# Text passage

□ □ □

Things to Consider When Buying an RV Generator

The first thing to consider when buying an RV generator is how much you need it to power. Are you aiming to run a 15,000 BTU air conditioner and stereo system, or are you comfortable with a coffee maker and a few fans?

Conventional vs. Inverter Generator

Inverter Generator vs Conventional Generator Infographic

A conventional generator runs on a simple engine at a regular speed. Because some modern electronics are sensitive to surges, this might not be the best option. This also makes them extremely loud and inefficient. You’ll be the least popular person at the campground with one of these! They typically look like this:

Sudden changes in current can cause severe damage to modern electronics, causing them to short out. In fact, most generators these days are inverters, and none of the generators we reviewed are conventional.

Inverter generators operate with a microprocessor that regulates and monitors the current which changes the throttle on the engine to produce power specifically for the load carried. This is both fuel-efficient and creates a more even current that is easier on your high-end devices such as cell phones and tablets.

Here’s a great video showcasing the differences.

Want to learn more? Check out our guide to RV electrical systems.

Power Output

The biggest consideration you’ll have is likely the power output. For instance, if you want to make sure that your 15,000-BTU air conditioner works consistently, you will need to guarantee that your generator can produce enough power to handle it.

Some devices such as microwaves and air conditioners create high demands on any generator. If you have these devices and want to run them regularly, make sure your generator has a high enough wattage output to handle it.

So, how big of a generator do you need to power your 15k BTU A/C? I have done it with my older 2,400-watt Predator, but it was not very happy about it! Air conditioners have a lot of surge power when first turning on, so it requires a lot of power in the first few seconds. It will only require about 1,500 watts to run, but 3,000 to 3,500 or surge watts. Therefore, I’d recommend anything about 3,500 to safely power it. And much more if you want to run other appliances at the same time. One thing that will help a lot is adding a hard start capacitor kit. They are super cheap and pretty easy to install. This reduces the amount of startup wattage your A/C will require.

Portable vs. Permanent

Most of the generators reviewed here are portable, as those are the most common RV generators available. Portable generators are great for taking camping, tailgating, or using in your home.

If you’d rather have the convenience of a permanent generator that is as easy to use as hitting a button, those are also available.

Permanent generators are installed directly on your RV unit and frequently tie into an onboard fuel source or backup RV battery. They’re usually installed by professionals and cost quite a bit more, but they do have the advantage of being a lot easier to use.


Noise is one of the most important considerations for a generator if you think you will be spending a lot of time camping in public or national parks. Most parks have regulations on the amount of noise they are willing to tolerate from generators. Besides, you’d probably rather not have a roaring, coughing monster destroying your peace.

All the generators here take generator sound into account and are rated as being quiet enough for any park. The general guideline for generators is that they need to be at a certain decibel level within a set distance. If you think your generator is far too noisy, there may be technical issues with it, and you should have a professional inspect it.

□ □ □

Extend the RV generator buying guide with a few more paragraphs, starting after its last sentence.

[Pointing dataset excerpts]
□ □ □

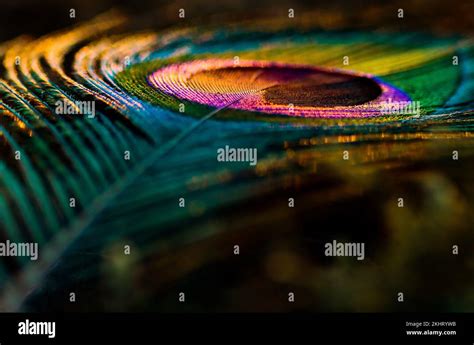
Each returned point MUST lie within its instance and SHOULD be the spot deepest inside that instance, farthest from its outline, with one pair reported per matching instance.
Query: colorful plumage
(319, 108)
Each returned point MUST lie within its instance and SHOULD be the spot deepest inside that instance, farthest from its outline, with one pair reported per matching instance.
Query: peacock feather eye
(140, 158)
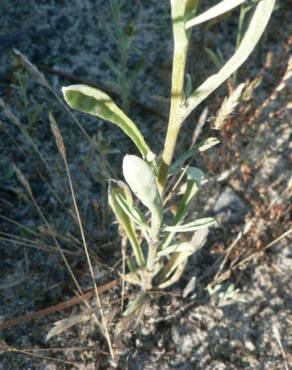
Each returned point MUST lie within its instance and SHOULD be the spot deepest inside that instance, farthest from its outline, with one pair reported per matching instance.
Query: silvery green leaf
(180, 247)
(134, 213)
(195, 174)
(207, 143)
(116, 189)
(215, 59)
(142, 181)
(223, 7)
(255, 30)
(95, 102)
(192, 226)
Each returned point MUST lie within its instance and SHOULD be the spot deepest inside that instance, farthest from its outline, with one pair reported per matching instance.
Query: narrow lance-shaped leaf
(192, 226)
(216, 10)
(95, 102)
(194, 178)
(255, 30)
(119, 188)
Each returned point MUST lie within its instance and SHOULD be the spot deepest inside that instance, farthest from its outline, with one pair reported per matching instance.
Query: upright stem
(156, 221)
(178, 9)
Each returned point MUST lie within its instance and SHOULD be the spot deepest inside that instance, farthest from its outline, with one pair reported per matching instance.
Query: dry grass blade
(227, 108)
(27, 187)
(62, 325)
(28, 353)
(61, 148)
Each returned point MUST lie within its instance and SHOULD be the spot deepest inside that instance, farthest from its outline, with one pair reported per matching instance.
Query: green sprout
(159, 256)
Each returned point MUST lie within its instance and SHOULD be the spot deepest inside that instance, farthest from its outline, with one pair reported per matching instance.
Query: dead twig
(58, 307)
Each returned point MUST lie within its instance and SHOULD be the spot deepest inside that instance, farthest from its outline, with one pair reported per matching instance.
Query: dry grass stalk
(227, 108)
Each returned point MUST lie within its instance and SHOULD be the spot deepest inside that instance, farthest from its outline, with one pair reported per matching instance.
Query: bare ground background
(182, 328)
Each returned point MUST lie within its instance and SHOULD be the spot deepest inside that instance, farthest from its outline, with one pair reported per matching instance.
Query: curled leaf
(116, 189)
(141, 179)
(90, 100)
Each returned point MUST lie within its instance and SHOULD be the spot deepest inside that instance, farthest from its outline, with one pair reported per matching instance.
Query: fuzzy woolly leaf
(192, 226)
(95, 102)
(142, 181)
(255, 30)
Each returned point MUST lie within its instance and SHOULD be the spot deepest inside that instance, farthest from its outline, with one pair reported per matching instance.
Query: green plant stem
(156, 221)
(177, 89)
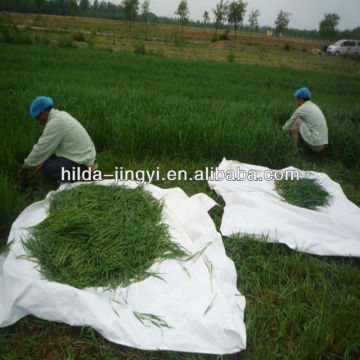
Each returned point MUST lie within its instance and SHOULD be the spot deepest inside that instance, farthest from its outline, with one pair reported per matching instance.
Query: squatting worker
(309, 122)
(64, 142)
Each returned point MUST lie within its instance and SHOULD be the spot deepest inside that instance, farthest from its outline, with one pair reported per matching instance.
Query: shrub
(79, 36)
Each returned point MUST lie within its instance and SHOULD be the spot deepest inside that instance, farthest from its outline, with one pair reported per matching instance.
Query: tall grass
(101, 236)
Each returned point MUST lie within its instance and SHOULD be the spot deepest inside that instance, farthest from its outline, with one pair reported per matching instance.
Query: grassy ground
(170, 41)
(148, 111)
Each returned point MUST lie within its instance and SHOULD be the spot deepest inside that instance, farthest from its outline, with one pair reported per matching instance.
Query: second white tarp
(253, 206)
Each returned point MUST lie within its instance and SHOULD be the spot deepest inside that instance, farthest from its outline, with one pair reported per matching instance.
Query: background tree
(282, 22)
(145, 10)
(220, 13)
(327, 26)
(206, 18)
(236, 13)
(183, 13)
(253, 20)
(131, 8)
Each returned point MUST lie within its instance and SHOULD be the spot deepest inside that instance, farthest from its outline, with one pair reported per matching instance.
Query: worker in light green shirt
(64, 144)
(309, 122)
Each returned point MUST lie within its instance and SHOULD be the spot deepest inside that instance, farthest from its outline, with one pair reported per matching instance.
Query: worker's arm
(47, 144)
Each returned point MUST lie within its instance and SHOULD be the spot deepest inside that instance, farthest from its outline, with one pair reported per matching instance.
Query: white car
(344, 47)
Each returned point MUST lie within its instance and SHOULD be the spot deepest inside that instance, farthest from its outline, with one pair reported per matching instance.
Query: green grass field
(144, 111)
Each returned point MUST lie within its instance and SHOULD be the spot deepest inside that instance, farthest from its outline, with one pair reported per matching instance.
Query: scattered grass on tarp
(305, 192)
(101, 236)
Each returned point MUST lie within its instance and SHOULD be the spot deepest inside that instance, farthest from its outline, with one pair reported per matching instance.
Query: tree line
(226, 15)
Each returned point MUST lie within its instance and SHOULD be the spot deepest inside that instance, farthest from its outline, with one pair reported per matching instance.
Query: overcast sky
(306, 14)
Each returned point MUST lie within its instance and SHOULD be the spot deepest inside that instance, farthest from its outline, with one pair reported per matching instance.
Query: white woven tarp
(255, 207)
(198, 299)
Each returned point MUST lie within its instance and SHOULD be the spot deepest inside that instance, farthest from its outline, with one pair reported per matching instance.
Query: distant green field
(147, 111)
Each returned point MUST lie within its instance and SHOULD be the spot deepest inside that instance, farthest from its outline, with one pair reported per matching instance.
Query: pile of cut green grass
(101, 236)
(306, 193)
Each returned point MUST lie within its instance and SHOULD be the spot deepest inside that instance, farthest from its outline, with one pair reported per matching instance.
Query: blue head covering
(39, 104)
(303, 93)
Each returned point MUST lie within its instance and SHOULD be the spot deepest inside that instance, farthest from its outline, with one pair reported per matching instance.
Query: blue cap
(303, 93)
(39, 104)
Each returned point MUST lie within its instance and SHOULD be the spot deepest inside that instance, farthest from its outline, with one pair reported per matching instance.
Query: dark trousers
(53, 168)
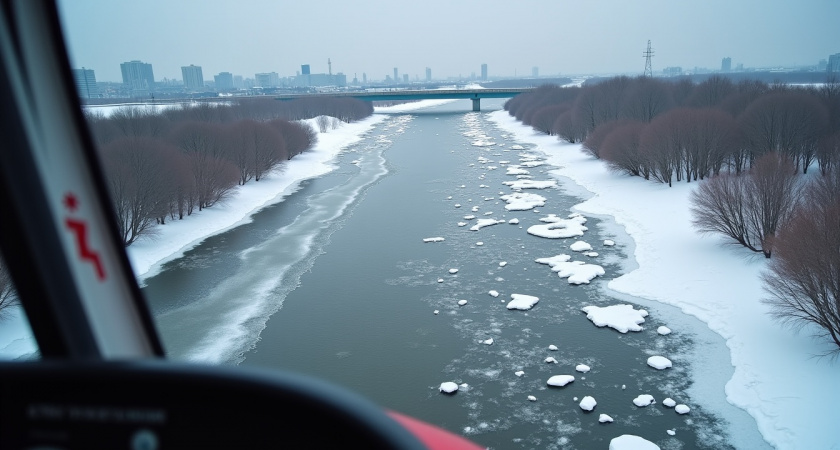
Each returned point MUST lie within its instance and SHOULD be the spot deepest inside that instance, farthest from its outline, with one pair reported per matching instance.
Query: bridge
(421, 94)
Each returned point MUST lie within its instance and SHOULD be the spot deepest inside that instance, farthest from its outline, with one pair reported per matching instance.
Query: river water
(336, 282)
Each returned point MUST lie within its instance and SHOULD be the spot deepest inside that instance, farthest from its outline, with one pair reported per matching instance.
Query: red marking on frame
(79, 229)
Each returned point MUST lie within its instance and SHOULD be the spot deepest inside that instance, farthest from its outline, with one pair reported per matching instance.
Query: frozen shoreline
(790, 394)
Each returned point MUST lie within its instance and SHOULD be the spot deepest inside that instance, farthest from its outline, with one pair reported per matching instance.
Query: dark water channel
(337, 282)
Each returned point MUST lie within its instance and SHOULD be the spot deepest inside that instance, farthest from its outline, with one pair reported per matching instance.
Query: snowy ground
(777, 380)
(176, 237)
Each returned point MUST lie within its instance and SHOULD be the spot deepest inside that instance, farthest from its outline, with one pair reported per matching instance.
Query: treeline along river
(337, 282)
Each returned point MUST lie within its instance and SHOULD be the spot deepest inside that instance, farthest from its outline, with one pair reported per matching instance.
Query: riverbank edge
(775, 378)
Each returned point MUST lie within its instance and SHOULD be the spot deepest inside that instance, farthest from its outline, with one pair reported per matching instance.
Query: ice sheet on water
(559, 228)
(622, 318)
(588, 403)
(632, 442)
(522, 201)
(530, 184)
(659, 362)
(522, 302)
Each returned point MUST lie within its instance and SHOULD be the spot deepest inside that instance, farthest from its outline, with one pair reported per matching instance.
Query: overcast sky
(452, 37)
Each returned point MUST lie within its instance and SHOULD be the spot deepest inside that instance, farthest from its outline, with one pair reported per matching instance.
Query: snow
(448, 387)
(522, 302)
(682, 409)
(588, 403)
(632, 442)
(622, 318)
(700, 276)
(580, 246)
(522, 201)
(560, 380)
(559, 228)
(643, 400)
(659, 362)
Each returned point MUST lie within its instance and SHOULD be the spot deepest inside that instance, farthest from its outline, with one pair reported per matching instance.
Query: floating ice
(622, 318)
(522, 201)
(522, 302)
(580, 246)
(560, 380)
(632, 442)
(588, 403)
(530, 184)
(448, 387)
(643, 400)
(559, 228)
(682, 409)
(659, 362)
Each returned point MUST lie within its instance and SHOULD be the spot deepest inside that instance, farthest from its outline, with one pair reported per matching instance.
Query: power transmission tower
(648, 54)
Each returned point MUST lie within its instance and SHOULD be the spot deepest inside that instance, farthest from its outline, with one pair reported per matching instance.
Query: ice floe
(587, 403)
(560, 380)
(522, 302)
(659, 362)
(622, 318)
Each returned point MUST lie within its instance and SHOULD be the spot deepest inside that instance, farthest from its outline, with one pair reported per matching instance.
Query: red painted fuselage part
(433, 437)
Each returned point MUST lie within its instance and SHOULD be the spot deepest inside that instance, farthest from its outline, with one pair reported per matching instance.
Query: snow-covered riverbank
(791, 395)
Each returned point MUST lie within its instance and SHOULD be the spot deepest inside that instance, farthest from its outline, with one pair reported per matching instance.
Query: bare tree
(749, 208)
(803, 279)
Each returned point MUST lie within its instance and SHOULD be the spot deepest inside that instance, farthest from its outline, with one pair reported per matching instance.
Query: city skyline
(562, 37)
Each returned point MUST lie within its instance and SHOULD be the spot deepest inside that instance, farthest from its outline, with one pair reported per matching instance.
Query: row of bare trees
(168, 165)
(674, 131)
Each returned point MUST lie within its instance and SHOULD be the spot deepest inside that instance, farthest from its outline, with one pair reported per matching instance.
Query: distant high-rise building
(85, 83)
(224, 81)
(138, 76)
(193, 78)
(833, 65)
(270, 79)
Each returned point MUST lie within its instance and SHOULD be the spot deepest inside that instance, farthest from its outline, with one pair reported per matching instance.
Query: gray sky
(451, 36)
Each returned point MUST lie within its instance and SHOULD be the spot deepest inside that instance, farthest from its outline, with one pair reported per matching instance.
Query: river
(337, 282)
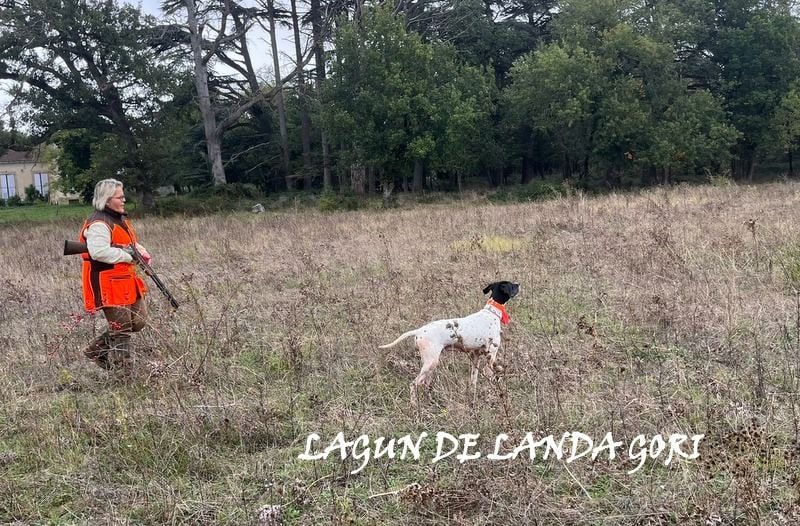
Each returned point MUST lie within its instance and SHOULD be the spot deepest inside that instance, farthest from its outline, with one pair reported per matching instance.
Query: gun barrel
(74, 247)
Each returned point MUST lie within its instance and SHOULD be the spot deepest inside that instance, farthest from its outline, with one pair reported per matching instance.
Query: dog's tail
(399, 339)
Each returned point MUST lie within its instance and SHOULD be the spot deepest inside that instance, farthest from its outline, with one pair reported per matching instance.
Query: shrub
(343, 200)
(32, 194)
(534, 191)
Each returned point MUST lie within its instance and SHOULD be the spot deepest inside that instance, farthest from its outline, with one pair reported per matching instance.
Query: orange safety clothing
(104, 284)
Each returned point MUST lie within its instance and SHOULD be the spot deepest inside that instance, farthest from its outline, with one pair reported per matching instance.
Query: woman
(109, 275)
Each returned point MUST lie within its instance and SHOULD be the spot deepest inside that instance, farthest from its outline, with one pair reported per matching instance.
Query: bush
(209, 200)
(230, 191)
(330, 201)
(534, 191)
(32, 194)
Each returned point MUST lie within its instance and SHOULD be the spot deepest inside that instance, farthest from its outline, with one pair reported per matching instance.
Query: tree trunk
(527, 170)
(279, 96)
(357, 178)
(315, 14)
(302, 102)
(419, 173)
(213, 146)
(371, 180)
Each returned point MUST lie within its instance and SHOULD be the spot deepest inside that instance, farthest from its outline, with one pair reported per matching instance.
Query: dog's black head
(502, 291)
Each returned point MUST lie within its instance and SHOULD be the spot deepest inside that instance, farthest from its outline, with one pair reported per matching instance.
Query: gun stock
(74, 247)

□ □ □

# Exercise answer
Fuel Consumption

You want to get the most out of the fuel you put into your generator. Of course, this also depends on the load you are placing on it. Keep in mind that higher loads will always deplete your fuel faster than lighter loads. The more you run, the quicker your fuel will run out.

What Type of Fuel Is Best for Recreational Vehicle Generators?

Diesel – Diesel generators are usually noisier and smellier than other types of fuel, but it has the advantage of burning much cleaner. This efficiency means you’ll get more use out of a single tank than with regular gasoline. However, diesel generators are rare.

Gas – Gas is one of the most common kinds of fuel for RV-ready generators. It’s common, though not always cheap. Many generators even offer a dual fuel option that allows you to run off gas and propane. It is important to use fuel without any ethanol in it, especially if you won’t be using it for periods of time. Ethanol will absorb water from the air and contaminate your fuel.

Propane – Propane is becoming much more common as a fuel in RV generators. As it becomes more popular, its availability is increasing. Propane has the advantage of running off of your already installed LP tanks, instead of lugging around fuel cans. Propane is harder to refill and is generally more expensive per gallon. Propane also burns cleaner, which allows the generator to last longer and requires less maintenance.

How to Connect a Portable Generator to Your RV

RVs and travel trailers are usually geared towards setting up with a portable generator. It’s a simple process.

  1. Drive the grounding rod into the ground where you want to place your portable unit.
  2. Connect the grounding rod to the unit with the copper wire provided.
  3. Start your generator and let it warm up for a couple of minutes.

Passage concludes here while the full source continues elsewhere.